§ **DATA FOR THE TASK**
--
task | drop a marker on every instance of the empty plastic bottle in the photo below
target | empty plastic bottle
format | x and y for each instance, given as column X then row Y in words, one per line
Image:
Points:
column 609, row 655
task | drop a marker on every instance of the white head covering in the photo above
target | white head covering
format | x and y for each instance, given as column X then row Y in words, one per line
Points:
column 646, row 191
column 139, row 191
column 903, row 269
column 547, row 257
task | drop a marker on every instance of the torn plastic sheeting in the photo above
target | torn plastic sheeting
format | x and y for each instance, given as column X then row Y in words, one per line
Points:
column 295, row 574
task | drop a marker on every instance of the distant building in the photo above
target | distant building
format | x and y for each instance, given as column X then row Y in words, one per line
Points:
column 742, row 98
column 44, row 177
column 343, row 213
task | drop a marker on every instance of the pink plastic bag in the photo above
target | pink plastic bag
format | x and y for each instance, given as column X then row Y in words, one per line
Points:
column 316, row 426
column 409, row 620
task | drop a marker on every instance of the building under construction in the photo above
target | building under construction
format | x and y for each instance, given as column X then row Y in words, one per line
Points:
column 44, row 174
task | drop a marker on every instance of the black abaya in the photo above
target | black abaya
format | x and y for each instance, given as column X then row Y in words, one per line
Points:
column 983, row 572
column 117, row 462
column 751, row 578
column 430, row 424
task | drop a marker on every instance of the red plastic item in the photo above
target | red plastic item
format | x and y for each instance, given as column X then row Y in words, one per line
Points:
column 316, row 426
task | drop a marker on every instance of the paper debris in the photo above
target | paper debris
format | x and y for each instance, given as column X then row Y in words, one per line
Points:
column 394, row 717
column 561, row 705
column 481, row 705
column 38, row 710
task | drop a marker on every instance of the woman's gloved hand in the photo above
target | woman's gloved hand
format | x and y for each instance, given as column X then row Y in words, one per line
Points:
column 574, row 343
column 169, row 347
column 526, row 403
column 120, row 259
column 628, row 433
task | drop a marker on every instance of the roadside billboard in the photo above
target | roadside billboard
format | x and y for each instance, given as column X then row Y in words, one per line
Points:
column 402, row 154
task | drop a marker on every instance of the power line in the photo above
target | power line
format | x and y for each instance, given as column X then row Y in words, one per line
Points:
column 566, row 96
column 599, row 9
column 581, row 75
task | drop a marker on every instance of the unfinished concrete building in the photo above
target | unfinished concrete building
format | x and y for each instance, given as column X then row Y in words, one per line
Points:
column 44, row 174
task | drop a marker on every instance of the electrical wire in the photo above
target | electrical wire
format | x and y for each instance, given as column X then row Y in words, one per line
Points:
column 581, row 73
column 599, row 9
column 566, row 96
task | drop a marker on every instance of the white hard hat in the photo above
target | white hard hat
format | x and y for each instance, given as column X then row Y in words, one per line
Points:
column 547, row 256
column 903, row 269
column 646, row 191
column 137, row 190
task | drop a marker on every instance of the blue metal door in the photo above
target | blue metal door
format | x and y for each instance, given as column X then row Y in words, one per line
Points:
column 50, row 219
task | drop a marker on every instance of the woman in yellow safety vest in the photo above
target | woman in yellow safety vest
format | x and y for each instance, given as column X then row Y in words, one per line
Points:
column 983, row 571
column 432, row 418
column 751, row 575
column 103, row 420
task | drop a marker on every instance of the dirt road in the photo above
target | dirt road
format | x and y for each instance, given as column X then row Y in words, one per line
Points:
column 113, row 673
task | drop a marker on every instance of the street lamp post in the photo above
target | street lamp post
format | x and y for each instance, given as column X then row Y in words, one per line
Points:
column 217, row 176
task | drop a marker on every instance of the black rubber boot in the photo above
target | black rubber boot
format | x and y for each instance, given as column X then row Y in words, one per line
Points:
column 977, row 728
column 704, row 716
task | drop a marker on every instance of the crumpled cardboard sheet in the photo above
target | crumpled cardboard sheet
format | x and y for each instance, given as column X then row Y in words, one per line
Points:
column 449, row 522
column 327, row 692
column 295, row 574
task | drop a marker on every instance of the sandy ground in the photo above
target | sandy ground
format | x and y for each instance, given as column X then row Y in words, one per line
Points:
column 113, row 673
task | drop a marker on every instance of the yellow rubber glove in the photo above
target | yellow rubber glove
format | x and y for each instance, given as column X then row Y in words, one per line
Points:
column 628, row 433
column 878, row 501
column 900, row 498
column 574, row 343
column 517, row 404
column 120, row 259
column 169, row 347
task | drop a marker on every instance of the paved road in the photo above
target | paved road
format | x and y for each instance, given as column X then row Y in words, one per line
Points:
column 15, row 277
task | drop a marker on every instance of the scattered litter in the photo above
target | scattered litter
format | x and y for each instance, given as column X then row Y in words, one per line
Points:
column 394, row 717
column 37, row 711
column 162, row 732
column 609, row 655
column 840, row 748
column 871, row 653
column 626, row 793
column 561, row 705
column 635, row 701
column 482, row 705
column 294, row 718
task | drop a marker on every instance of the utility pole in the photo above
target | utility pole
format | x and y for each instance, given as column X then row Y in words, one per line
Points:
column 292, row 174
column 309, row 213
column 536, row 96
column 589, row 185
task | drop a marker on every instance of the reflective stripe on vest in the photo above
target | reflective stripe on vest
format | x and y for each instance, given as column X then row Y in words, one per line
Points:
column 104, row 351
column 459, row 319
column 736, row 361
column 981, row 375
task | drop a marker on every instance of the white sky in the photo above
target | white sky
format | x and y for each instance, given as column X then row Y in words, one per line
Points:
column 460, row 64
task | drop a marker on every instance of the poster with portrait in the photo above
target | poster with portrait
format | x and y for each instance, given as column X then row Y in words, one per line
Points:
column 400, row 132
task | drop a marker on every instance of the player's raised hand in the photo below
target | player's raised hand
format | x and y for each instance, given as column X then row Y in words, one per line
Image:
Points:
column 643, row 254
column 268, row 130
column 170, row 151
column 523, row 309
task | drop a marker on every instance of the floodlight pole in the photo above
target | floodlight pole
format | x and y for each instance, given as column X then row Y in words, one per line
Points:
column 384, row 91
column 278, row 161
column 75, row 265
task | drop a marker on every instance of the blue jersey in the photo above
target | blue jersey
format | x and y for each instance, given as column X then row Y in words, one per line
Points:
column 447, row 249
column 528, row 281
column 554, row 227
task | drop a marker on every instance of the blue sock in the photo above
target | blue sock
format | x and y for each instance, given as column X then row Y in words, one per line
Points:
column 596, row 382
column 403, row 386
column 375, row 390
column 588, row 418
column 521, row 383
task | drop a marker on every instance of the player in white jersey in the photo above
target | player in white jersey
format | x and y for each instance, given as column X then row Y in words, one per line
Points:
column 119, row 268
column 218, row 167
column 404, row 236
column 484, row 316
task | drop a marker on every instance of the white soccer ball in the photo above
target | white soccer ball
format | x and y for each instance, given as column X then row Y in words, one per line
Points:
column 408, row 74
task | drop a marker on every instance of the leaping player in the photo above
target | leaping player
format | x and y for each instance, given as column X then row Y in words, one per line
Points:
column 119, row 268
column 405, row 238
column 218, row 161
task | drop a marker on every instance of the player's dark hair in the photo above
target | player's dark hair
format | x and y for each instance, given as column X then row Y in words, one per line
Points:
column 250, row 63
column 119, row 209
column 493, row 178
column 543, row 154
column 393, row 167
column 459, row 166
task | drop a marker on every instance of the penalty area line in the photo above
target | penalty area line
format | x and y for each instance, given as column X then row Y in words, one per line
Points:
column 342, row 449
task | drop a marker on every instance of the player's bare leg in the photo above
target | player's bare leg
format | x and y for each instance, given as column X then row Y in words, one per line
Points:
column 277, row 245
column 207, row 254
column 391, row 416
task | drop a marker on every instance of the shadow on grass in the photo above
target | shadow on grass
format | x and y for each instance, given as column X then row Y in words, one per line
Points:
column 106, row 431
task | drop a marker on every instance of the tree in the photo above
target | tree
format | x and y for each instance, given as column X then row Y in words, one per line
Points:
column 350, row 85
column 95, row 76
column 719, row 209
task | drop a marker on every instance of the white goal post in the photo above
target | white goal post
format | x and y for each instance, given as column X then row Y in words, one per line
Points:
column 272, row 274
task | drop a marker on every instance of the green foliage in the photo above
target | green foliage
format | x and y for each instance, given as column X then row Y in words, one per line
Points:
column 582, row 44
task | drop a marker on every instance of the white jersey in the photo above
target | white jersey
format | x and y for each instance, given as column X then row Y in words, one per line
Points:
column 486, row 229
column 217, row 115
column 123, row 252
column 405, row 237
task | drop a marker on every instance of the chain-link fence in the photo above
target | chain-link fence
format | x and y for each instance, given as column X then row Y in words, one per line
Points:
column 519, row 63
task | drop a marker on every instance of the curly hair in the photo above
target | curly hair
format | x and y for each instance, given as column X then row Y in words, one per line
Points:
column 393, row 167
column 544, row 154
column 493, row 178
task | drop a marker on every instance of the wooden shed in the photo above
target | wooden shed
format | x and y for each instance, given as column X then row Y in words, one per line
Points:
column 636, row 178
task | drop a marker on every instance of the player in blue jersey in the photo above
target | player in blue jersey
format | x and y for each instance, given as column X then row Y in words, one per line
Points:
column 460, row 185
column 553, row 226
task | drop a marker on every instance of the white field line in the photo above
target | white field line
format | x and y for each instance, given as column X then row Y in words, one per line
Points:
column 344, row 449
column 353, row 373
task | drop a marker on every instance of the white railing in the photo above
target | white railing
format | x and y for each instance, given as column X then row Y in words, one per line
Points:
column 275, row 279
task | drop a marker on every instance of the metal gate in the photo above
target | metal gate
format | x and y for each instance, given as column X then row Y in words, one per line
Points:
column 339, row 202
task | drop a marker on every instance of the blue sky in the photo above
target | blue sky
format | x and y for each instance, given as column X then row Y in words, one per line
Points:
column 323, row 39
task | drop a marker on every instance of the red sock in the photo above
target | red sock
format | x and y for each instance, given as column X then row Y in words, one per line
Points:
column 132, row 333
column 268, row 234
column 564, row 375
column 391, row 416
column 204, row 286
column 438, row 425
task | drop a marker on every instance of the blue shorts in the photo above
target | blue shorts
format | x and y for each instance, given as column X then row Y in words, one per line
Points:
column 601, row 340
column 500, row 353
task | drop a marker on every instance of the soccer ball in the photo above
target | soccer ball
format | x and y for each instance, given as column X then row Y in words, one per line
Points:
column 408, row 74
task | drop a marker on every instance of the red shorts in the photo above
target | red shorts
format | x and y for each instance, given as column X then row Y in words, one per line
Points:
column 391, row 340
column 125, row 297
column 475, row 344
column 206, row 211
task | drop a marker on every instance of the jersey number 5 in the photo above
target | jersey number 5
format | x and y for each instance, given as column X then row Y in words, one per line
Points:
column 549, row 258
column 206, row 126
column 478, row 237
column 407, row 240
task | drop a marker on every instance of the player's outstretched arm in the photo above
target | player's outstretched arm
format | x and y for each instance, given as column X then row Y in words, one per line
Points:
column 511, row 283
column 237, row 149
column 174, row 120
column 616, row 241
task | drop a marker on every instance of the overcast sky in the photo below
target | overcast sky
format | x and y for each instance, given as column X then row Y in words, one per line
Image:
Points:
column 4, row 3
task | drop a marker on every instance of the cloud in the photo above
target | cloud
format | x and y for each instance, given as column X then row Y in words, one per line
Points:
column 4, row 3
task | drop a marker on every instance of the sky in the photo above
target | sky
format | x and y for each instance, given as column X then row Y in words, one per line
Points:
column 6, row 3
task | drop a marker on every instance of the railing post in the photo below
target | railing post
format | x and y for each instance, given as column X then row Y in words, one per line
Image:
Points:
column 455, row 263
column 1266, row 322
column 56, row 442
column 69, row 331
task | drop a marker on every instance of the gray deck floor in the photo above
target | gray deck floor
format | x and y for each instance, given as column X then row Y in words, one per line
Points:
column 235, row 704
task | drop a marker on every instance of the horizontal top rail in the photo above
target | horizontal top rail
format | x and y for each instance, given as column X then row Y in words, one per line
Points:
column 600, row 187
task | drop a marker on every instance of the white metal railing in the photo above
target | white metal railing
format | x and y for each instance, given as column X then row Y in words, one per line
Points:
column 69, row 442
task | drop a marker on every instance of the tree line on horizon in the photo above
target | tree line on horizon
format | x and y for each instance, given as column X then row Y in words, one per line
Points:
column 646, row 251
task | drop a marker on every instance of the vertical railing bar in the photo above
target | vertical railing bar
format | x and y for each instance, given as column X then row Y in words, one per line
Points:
--
§ **WHAT YOU HAVE TO DO**
Return the lines of the items above, word for word, from the line containing "task | drop a marker on every instance of the metal" through the line containing "column 500, row 353", both included.

§ **COMPLETED TASK**
task | drop a marker on every instance of the metal gate in the photo above
target | metal gate
format | x and y for each instance, given as column X then row Y in words, one per line
Points:
column 339, row 202
task | drop a marker on every instance of the blue sky in the photo above
target | blue sky
format | x and y for each instance, given as column X then row Y in words, one per line
Points:
column 323, row 39
task | drop a marker on every instance of the red sock in the photo above
target | red sock
format | x and y for each instance, given as column X then row Y in words, one per line
Points:
column 132, row 333
column 268, row 234
column 564, row 375
column 391, row 416
column 204, row 286
column 438, row 425
task | drop a marker on every instance of the blue shorts in the photo above
target | blue shorts
format | x and y for each instance, given as column X then row Y in words, one per line
Points:
column 601, row 340
column 500, row 353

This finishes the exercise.